1

I have a question concerning the computation of a double integral in R. Maybe it is not the best software package to try numerical integration, but we are heavily relying on its stochastic optimisation packages (the function to be optimised is very non-trivial, with lots of local minima), so we cannot switch to MATLAB or other packages.

The problem is the following: it takes a whale of a time to compute the double integral using nested integrate functions, and several times more (!) using the hcubature approach from the cubature package. I tried the first solution from this answer (using hcubature from the cubature package), but it made the timing even worse; besides that, infinite integration limits are not supported, and the integration chokes for (-100, 100) interval already. With the second solution (quad2d from pracma package), the timing is great, but the computation result is way off!

The single integral is computed quite quickly (e.g., if the double integrals are commented out, it takes only 0.2 seconds to compute the value of the function, which is tolerable).

Here is a heavily simplified version of the function for the MWE (just to illustrate the point of integration).

library(cubature)
library(pracma)

# Generate some artificial data to try this function on
set.seed(100)
n <- 200
r <- rnorm(n, 0.0004, 0.01)

# Log-likelihood function accepts 3 parameters:
# [1] shape of positive shocks, [2] shape of negative shocks, [3] DoF of Student's distribution for jumps
parm <- c(6, 7, 10)

_Actions to take:_
(A) Condense the paragraph of the forum post that begins "The problem is the following" into a short bulleted list that keeps its main facts.
(B) In the forum post, edit the passage from "Here is a heavily" to "set.seed(100)" so that "MWE" is replaced with "minimal working example".

_Information provided:_

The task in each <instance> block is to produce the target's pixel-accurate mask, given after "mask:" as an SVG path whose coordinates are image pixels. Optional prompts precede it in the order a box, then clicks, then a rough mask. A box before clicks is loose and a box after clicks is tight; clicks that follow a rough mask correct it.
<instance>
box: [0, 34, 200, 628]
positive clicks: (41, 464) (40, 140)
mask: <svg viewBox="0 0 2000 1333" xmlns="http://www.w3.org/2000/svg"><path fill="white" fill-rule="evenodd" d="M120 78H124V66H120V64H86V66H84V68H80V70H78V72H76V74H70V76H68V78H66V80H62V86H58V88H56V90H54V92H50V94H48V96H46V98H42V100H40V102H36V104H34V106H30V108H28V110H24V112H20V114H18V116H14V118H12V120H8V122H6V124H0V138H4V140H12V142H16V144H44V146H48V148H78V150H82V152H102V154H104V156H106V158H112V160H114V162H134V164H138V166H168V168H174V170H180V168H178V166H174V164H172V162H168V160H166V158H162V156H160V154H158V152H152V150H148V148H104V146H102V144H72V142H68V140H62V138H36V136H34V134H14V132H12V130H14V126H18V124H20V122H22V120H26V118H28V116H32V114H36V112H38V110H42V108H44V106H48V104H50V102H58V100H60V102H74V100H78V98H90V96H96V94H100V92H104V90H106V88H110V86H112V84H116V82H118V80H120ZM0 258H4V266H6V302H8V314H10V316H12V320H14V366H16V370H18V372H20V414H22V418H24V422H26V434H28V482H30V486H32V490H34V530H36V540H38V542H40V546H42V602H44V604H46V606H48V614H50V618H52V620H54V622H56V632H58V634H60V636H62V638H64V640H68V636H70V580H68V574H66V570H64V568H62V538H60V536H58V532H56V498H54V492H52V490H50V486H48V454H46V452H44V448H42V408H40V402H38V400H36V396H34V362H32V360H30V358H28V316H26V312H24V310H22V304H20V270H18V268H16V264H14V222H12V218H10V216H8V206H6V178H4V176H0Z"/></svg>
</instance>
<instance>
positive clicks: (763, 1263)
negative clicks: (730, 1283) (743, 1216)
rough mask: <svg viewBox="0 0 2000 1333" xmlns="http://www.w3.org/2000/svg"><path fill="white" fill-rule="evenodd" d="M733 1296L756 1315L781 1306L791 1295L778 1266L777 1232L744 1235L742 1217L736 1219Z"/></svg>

_Outputs in order:_
(A)
- Computing the double integral with nested integrate functions takes a very long time.
- The hcubature approach from the cubature package takes several times longer and does not support infinite integration limits. It already chokes on the interval (-100, 100).
- The quad2d function from the pracma package is fast, but its result is way off.

(B)
Here is a heavily simplified version of the function for the minimal working example (just to illustrate the point of integration).

library(cubature)
library(pracma)

# Generate some artificial data to try this function on
set.seed(100)